▸ **EXERCISE INSTRUCTIONS**
Find the line that contains "and white bike" in the entries below. Output it and each later line exactly, and nothing else.

----- RECORDS SHOWN -----

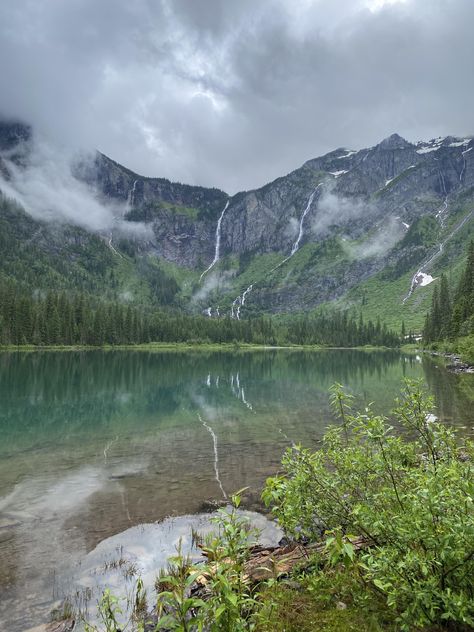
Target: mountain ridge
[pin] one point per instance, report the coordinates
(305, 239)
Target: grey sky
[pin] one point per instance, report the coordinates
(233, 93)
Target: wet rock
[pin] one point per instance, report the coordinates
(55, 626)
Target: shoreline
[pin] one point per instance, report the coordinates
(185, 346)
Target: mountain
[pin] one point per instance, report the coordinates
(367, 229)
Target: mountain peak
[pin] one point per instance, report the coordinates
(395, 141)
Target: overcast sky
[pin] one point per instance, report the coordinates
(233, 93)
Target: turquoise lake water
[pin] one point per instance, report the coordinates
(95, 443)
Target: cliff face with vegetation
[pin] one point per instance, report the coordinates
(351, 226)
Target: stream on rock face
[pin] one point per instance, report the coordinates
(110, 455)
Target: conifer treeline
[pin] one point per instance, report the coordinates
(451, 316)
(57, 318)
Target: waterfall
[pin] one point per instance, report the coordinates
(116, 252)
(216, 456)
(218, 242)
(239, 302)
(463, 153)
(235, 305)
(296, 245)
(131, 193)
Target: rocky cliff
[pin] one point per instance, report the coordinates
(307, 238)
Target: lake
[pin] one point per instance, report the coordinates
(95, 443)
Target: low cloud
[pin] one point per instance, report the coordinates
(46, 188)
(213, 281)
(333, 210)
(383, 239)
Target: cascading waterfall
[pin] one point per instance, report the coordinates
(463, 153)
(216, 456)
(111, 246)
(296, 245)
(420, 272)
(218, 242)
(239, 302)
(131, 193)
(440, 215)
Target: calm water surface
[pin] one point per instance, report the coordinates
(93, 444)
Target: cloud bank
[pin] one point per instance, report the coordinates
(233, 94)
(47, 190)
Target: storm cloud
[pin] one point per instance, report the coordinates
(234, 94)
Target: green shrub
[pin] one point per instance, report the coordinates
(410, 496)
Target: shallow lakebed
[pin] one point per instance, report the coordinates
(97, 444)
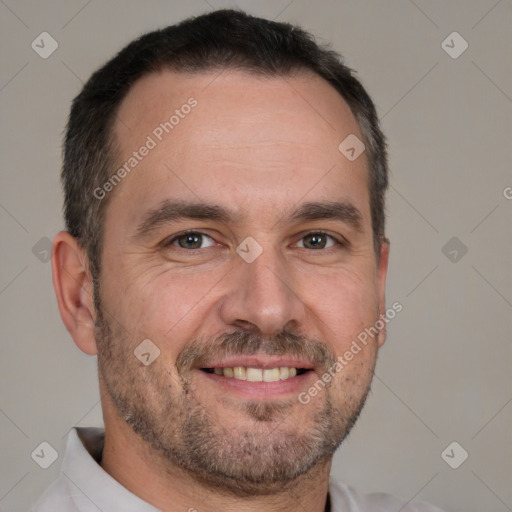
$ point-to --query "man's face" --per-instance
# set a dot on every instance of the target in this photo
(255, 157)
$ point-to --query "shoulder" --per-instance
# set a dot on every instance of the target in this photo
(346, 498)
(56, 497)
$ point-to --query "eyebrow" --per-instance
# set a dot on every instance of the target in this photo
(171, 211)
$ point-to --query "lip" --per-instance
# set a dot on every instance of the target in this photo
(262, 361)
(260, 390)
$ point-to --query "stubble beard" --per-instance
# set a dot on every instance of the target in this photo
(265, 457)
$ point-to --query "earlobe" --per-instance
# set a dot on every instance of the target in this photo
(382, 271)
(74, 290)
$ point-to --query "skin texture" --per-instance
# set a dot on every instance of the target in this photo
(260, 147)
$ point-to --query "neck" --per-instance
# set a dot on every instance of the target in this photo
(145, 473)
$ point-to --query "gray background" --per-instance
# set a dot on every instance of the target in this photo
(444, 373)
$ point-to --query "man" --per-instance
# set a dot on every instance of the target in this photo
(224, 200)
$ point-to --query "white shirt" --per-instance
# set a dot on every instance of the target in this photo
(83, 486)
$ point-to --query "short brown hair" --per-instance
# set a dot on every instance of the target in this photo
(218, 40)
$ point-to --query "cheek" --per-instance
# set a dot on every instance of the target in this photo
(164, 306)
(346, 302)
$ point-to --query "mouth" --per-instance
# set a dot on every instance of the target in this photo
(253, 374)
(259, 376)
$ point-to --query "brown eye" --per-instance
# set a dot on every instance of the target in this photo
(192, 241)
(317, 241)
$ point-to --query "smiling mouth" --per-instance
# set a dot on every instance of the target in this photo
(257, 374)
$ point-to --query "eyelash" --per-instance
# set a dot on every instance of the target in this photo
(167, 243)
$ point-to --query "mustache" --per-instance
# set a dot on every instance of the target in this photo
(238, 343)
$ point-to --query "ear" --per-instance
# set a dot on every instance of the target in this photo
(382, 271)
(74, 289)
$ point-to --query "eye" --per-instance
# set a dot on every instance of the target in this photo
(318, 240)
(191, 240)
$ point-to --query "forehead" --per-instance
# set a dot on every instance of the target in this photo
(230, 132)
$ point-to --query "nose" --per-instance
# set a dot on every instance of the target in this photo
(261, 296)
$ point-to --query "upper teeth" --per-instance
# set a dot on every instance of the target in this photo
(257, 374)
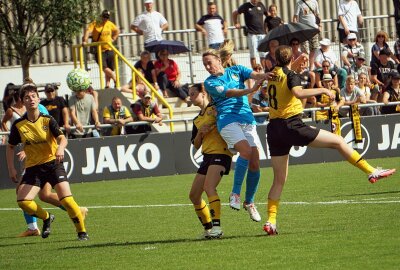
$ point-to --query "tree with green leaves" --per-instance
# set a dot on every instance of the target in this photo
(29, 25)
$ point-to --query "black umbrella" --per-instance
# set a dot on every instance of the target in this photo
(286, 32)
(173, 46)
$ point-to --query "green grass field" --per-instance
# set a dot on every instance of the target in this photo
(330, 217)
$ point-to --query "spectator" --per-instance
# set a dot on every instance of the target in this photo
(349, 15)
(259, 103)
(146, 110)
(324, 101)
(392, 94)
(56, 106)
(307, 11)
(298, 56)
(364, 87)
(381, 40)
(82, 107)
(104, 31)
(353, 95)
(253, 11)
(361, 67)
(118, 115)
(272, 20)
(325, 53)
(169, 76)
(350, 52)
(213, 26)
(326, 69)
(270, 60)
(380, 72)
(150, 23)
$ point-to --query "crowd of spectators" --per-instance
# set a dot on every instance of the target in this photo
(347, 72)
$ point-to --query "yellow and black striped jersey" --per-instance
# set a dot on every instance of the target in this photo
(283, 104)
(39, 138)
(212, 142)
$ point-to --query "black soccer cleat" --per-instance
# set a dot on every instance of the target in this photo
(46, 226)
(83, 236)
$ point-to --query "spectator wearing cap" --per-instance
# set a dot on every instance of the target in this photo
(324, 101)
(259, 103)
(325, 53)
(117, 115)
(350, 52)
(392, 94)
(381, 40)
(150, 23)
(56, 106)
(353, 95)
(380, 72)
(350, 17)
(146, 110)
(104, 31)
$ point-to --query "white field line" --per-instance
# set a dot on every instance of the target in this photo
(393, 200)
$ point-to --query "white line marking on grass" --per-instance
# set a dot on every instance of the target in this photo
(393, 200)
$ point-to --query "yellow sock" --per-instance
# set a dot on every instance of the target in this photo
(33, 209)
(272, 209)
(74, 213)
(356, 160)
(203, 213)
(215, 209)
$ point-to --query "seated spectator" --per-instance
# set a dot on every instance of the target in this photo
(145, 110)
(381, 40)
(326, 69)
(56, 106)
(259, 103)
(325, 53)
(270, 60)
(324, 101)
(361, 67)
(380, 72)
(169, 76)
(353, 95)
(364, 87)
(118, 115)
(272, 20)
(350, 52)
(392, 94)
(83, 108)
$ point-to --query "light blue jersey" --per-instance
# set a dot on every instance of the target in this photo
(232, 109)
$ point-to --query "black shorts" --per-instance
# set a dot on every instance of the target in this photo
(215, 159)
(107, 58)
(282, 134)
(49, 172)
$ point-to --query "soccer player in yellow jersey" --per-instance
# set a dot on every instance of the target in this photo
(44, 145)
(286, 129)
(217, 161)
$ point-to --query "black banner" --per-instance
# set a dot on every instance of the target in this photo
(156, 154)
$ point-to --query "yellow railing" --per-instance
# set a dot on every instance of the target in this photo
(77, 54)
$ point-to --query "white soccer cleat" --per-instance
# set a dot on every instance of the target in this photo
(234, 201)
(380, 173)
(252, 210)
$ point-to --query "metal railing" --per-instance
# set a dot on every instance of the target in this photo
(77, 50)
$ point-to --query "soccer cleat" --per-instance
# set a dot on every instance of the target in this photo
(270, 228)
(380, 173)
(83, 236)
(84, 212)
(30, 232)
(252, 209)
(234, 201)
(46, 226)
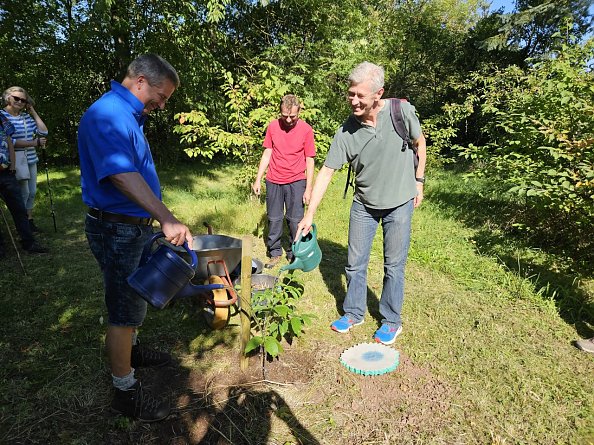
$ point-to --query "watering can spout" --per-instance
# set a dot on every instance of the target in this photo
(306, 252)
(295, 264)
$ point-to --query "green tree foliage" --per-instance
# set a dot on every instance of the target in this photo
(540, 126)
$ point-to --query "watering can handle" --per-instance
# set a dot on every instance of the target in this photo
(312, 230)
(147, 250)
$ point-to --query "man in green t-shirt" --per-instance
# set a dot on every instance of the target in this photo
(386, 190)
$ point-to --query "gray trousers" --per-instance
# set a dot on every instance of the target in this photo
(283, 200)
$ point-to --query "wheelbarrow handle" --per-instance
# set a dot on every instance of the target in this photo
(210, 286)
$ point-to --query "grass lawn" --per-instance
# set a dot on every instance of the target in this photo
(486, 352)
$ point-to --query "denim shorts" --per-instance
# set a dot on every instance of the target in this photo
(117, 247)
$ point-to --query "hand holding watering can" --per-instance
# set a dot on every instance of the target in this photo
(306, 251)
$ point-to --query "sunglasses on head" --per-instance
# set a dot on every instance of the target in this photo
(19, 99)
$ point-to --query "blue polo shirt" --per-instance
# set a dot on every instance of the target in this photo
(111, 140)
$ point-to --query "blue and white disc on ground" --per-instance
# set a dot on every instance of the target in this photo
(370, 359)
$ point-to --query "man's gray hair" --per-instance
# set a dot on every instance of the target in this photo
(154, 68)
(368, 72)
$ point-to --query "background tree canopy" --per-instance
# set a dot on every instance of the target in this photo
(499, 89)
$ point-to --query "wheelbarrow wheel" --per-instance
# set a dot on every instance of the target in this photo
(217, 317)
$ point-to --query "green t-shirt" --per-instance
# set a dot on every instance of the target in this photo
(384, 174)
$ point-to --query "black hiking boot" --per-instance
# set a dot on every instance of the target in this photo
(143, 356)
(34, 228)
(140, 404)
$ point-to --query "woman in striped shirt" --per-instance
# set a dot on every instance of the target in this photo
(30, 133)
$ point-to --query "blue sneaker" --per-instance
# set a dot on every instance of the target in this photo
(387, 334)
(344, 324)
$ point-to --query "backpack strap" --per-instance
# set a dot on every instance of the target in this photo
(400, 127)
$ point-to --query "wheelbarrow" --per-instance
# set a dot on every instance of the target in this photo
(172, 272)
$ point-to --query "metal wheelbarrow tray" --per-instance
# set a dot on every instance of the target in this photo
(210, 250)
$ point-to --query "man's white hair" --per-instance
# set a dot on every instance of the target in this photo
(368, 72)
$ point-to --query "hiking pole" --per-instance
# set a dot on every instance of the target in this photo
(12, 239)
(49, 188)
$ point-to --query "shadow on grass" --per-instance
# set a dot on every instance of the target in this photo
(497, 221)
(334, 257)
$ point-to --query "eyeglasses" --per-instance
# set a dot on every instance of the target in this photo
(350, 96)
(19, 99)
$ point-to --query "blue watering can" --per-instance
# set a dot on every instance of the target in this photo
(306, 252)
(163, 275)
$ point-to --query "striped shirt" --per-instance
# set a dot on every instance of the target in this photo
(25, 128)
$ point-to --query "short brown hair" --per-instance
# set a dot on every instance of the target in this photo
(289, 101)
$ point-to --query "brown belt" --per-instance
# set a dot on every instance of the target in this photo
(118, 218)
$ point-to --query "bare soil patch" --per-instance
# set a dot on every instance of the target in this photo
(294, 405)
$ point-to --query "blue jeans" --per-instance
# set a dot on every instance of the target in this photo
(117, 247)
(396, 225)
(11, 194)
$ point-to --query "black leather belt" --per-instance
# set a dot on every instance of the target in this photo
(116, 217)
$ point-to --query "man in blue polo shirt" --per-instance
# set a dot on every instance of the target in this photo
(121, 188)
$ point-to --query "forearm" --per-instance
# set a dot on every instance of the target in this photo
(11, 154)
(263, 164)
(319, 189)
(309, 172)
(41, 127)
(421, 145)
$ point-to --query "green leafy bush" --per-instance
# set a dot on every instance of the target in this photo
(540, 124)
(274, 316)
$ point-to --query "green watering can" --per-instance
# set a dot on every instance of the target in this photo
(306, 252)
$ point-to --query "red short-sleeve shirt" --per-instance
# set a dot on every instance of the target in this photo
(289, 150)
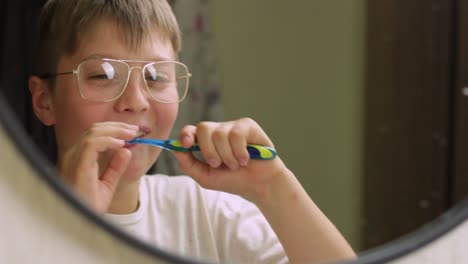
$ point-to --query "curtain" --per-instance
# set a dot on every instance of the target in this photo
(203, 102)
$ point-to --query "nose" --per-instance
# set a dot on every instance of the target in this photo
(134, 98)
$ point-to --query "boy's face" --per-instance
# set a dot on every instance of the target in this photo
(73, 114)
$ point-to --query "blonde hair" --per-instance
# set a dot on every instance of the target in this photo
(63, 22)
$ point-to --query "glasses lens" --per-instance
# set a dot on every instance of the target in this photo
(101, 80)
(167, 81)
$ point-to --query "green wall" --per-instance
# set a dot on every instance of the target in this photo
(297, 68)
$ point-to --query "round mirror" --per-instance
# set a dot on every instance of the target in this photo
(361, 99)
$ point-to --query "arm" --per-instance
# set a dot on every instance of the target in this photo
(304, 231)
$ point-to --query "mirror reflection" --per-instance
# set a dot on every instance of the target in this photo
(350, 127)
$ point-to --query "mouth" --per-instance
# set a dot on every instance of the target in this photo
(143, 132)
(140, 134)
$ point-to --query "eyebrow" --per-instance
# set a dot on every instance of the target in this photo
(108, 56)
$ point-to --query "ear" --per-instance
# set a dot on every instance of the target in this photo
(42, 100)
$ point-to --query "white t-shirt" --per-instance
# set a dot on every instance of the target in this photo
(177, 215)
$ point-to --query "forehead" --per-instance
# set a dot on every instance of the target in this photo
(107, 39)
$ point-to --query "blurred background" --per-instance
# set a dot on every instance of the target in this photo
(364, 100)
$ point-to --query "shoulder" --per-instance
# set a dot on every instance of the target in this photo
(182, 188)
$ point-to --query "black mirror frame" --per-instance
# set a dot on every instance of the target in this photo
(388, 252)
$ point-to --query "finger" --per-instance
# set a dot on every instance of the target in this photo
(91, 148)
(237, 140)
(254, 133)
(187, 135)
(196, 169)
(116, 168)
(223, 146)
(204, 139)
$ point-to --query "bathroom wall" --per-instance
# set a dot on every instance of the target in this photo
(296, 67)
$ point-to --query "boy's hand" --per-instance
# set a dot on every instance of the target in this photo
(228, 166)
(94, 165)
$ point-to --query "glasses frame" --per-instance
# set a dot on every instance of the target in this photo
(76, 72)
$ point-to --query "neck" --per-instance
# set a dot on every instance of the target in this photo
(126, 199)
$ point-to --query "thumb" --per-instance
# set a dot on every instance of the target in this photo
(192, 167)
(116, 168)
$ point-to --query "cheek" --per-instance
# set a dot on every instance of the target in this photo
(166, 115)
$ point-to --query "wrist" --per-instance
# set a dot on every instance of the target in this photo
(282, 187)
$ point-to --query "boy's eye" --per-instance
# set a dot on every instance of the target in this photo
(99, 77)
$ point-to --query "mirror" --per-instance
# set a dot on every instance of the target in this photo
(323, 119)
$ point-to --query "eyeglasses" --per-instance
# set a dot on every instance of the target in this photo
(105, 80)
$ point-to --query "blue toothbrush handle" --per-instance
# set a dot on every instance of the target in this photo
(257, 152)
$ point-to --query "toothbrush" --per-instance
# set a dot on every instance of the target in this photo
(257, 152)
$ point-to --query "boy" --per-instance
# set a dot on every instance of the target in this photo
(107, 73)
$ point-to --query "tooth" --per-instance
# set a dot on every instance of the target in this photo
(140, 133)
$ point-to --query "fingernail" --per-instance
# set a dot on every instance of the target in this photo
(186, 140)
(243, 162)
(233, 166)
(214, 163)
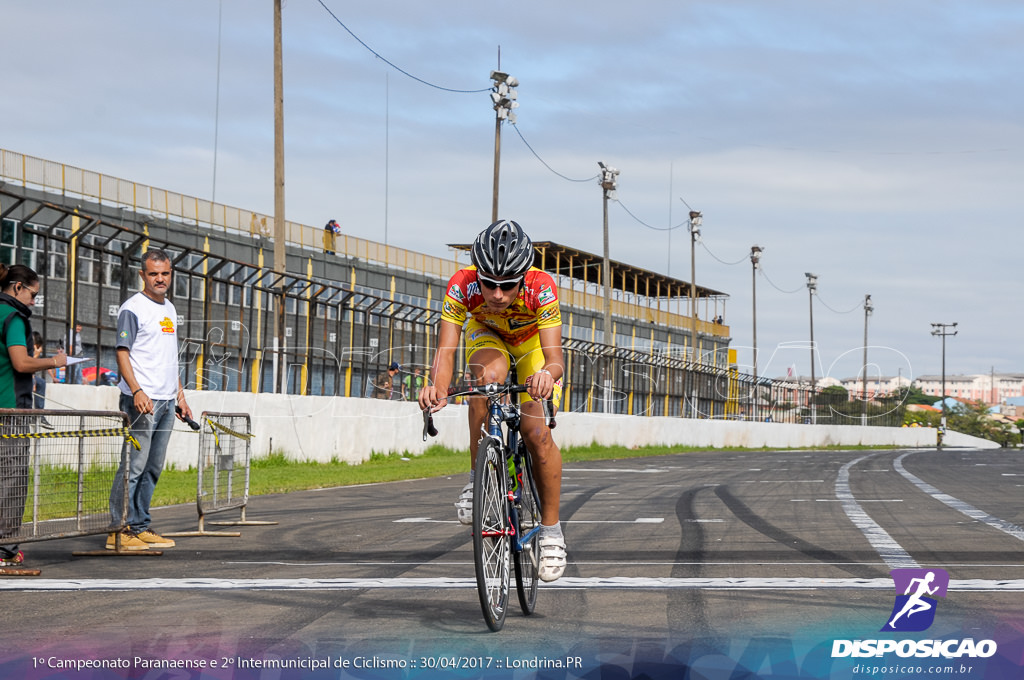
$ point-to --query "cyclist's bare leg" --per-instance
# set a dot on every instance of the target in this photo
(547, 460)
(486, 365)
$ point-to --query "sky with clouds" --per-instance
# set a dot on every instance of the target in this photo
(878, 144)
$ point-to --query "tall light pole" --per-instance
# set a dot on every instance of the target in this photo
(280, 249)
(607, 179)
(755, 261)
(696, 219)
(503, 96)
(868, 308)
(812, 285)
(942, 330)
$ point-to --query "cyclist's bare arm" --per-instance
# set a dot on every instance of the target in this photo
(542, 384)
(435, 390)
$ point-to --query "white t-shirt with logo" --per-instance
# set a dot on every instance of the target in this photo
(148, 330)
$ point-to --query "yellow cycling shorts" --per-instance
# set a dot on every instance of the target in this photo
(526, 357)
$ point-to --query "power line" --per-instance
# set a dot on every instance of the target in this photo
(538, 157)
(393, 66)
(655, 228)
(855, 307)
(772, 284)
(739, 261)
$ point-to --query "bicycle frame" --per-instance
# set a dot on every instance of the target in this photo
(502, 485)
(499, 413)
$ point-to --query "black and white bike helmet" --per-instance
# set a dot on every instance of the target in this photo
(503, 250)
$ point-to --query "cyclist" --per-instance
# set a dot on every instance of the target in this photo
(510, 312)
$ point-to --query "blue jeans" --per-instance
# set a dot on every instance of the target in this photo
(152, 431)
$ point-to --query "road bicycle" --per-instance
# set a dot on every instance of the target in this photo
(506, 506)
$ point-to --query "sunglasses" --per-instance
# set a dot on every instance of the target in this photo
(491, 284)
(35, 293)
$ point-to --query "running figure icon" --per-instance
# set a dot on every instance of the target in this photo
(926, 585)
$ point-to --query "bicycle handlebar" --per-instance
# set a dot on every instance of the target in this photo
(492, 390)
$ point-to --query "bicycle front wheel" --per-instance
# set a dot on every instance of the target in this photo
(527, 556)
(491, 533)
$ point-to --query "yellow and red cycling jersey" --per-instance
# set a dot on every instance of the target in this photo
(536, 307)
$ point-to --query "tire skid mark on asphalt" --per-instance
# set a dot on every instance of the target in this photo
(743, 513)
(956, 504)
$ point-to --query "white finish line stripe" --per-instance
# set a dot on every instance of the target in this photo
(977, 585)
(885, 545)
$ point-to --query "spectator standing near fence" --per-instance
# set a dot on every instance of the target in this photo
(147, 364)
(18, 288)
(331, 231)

-----

▸ **THE OUTPUT**
$ point-to --query "black and white bike helmet" --per-instance
# set a dot on every instance of the target in this photo
(503, 250)
$ point-to --query "cyclist" --per-instance
# set a dot on every instance of the target in this photo
(510, 312)
$ point-to --query "blue jeans" --per-instance
# set a dot on every instance of the target in this photo
(152, 431)
$ point-to --query "road bicycle" --per-instance
# set a dot on every instance of the target in this photo
(506, 506)
$ point-to --query "sunglasses" --per-instance
# set a dot on every instance of the target in this photo
(491, 284)
(35, 293)
$ point-to --query "running figure icon" --per-instance
# set a dot on every instance of the target in this photo
(926, 585)
$ point-to --query "bicycle handlebar" --per-instance
# set a dot on every instance of the target in this photo
(492, 390)
$ point-to --query "bicycle front wheel" --per-instance
# set a dot on every instance of the target in this photo
(527, 556)
(491, 533)
$ point-to --query "yellow and red cycling jersey" --per-instance
# set a dot on every instance of the target in this photo
(536, 307)
$ point-to --query "tire skid mark on asphalt" --per-instance
# set a dot on every instance of the target in this photo
(743, 513)
(956, 504)
$ point-to --query "white finish line stripe" --per-instance
# set a dot on every instance of the target in this photo
(977, 585)
(885, 545)
$ point-to --query "spectator standing near fence" --per-instance
# set a dot on every instance of the target in this photo
(147, 364)
(18, 288)
(331, 231)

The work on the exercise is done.